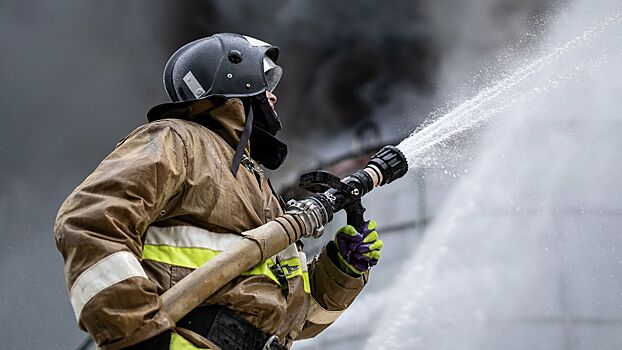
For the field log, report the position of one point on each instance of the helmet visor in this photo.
(273, 73)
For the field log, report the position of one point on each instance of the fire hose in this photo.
(303, 218)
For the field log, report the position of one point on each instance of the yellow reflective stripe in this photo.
(179, 343)
(195, 257)
(297, 270)
(185, 257)
(305, 282)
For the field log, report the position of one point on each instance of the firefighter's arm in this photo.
(339, 274)
(98, 231)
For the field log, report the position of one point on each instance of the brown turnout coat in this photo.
(165, 179)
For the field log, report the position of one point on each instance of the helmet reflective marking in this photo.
(255, 42)
(273, 73)
(193, 84)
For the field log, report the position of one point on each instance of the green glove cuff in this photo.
(347, 268)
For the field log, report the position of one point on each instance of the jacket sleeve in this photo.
(332, 291)
(98, 231)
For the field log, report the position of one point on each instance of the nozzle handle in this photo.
(355, 213)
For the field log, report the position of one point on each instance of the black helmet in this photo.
(225, 64)
(230, 65)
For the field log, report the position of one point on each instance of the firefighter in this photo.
(182, 188)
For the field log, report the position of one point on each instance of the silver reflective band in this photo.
(108, 271)
(255, 42)
(193, 84)
(318, 315)
(189, 237)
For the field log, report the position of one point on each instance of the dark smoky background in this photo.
(78, 76)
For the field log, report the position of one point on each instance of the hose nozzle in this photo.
(386, 165)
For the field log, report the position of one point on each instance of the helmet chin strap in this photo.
(246, 134)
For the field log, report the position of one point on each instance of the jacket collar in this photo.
(226, 118)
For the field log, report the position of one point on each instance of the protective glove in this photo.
(358, 251)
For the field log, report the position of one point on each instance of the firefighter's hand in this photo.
(358, 250)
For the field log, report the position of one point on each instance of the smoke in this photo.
(341, 59)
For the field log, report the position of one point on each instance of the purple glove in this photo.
(358, 250)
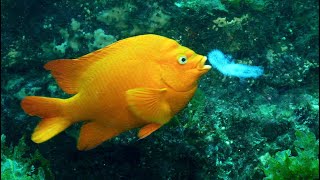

* * * * * * * * *

Task: The data above should be repeated exactly, minus any pictures.

Solution for this task:
For the field log, report the position of one point on each instance of the helmet visor in this photo.
(273, 73)
For the field log, report the position of one point on each instance of the fire hose in this photo.
(303, 218)
For the field log, report the position of one point on each instance of the yellow reflective stripe in this photo.
(179, 343)
(195, 257)
(297, 270)
(185, 257)
(305, 282)
For the field log, report the position of one point on each instance of the firefighter's arm in this photo.
(339, 274)
(98, 231)
For the field log, report the position of one point on each instance of the brown turnout coat in this photo.
(165, 179)
For the field log, report the position of one point on each instance of the helmet reflective marking in this photo.
(255, 42)
(273, 73)
(193, 84)
For the field log, report the position of one point on each instance of the green glove cuff in this photo.
(347, 268)
For the field log, report the position of one point on each instance of the jacket sleeve in this photo.
(332, 291)
(98, 231)
For the field log, report the position of one point on each instance of the nozzle handle in this photo.
(355, 213)
For the field log, report the position of one point on each instance of the black helmet in this photo.
(225, 64)
(230, 65)
For the field log, report the position of one point on each instance of the firefighter in this photo.
(182, 188)
For the field log, report the position of one point on each instance of the silver reflective band in this photo.
(108, 271)
(255, 42)
(193, 84)
(318, 315)
(189, 237)
For the field log, report the position of one point on each instance of the dark smoky background in this photo.
(78, 76)
For the field log, report the position of one point on each instance of the hose nozzle in this photo.
(386, 165)
For the field log, report the position of one point on each instance of the helmet chin strap in this photo.
(246, 134)
For the field log, report the position of one point on each instance of the jacket collar in this photo.
(226, 118)
For the field log, report the position of one point on each instance of the protective glove in this photo.
(358, 251)
For the field log, report the position of one point on each instance of the firefighter's hand in this photo.
(358, 250)
For the field log, report the position of one point on each instance of the smoke in this photo.
(341, 59)
For the field log, report the position of one point on each instance of the purple glove in this photo.
(358, 250)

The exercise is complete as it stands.